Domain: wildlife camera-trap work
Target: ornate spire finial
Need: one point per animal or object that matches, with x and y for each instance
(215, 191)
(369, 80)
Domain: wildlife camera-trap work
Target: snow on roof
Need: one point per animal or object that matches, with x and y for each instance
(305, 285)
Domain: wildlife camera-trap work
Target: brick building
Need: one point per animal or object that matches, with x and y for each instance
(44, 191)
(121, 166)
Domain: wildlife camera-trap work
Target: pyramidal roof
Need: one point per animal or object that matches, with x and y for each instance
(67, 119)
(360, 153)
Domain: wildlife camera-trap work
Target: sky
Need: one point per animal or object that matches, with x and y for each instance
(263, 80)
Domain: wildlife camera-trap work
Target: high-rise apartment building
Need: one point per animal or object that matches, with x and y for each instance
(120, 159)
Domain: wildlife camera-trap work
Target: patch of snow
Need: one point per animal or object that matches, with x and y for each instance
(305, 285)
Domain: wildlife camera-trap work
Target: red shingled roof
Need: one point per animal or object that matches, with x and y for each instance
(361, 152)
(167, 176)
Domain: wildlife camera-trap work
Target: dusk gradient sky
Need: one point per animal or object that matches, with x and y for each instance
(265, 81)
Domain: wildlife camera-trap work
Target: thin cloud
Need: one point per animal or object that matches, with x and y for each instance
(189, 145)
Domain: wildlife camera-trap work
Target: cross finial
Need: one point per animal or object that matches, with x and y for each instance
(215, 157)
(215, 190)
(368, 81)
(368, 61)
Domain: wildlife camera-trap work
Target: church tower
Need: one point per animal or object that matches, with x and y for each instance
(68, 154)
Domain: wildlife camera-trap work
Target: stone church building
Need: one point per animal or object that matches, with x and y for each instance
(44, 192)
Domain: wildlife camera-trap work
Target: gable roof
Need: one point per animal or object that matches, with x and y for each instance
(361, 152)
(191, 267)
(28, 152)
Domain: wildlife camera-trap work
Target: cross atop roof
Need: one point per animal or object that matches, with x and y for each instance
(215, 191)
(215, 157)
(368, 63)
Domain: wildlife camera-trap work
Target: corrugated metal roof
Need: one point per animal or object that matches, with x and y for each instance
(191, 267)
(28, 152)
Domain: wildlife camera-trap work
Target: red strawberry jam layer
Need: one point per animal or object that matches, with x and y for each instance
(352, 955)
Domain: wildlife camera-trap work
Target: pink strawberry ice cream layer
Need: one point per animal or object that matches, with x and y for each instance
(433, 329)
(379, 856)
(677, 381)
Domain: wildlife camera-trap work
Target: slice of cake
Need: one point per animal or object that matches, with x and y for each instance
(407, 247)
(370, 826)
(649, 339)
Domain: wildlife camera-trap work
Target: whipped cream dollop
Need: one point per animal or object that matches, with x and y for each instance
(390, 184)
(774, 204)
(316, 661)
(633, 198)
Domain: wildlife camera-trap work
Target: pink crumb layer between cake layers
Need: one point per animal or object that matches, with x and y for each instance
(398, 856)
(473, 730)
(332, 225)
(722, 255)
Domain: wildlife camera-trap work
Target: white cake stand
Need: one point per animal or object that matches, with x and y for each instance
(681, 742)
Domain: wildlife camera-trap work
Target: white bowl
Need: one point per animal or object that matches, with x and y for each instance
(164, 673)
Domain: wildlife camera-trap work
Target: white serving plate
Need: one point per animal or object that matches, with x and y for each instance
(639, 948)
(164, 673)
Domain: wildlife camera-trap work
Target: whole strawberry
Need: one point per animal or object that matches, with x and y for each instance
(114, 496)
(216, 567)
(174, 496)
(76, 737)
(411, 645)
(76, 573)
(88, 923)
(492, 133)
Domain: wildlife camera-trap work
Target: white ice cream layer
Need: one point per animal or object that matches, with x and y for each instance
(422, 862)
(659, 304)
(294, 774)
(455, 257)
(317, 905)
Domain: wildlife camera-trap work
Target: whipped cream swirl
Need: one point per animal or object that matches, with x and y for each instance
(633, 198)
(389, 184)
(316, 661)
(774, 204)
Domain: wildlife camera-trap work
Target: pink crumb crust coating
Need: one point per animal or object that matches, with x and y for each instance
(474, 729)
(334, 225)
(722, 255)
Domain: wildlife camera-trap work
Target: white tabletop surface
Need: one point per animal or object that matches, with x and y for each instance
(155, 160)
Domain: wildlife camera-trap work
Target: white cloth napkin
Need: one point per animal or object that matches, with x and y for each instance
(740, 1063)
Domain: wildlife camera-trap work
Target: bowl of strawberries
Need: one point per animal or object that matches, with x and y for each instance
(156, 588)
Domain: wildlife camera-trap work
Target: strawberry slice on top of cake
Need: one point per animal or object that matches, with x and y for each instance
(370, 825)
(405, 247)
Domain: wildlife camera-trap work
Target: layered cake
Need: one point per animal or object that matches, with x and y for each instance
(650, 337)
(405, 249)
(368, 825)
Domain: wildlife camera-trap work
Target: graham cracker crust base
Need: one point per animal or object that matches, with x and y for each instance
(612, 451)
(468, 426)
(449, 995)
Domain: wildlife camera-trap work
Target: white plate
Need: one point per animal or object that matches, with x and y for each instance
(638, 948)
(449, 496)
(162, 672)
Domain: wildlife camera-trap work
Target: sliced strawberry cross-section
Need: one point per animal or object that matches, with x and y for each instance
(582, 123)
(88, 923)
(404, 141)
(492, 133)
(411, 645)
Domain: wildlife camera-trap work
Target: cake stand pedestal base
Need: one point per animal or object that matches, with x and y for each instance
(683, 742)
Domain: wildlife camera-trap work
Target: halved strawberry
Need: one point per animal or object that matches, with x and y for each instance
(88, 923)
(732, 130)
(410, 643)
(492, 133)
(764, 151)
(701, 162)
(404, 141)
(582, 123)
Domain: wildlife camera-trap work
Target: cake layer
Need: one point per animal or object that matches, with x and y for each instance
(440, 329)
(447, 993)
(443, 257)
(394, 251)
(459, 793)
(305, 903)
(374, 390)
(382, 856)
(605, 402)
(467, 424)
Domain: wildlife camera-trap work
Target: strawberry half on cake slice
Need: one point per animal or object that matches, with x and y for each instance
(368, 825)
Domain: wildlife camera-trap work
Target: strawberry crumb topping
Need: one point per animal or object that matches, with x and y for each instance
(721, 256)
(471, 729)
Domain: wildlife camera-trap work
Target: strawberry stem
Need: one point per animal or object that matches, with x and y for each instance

● AIM OF THE EXERCISE
Tally how many lines of the data above contain the word "crumb", and reply with only that number.

● IN RESPONSE
3